>> BEGIN Record set
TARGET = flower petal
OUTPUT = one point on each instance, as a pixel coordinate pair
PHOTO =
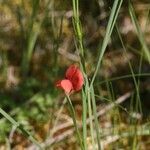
(71, 71)
(74, 74)
(66, 85)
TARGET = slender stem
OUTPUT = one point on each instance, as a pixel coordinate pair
(84, 117)
(110, 26)
(72, 111)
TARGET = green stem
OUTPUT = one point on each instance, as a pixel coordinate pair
(72, 111)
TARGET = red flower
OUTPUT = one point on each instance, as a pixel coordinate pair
(73, 80)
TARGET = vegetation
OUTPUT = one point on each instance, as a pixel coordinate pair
(108, 41)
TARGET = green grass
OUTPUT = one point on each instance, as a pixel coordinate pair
(35, 108)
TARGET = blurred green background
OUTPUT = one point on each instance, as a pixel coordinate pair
(37, 44)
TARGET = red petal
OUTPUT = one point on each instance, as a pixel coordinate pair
(66, 85)
(75, 76)
(71, 71)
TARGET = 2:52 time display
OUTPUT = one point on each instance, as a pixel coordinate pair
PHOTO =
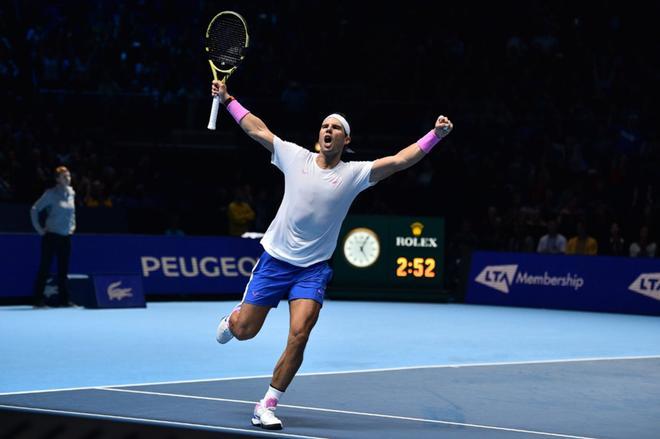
(417, 267)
>> END Record set
▶ _Goal_: Could you reproduce the entire listing above, replacing "coordinate pair" with "coordinate tuple" everywhere it occurs, leaving the pictures out, and changing nothing else?

▶ _Task solution_:
TARGET = flower petal
OUTPUT = one point on each instance, as a pixel coordinate tuple
PHOTO =
(71, 71)
(74, 74)
(66, 85)
TARGET = slender stem
OUTPUT = one point on each instance, as a pixel coordinate tuple
(84, 117)
(110, 26)
(72, 111)
TARGET = green stem
OUTPUT = one point on each instance, as a pixel coordinate tuple
(72, 111)
TARGET = red flower
OUTPUT = one point on each instance, as a pixel coordinate tuple
(73, 80)
TARGET = vegetation
OUTPUT = one point on each instance, as a pixel coordinate tuple
(108, 41)
TARGET = green grass
OUTPUT = one point on each instance, as a pixel coordinate tuple
(35, 108)
TARGET = blurred green background
OUTPUT = one point on each instance, as a pixel coordinate tuple
(37, 44)
TARGET = red petal
OUTPUT = one point on each instance, as a pixel coordinate tuple
(66, 85)
(75, 76)
(71, 71)
TARGET = 2:52 time display
OUTPUT = one point on each instance, as a pixel coordinate tuple
PHOTO =
(417, 267)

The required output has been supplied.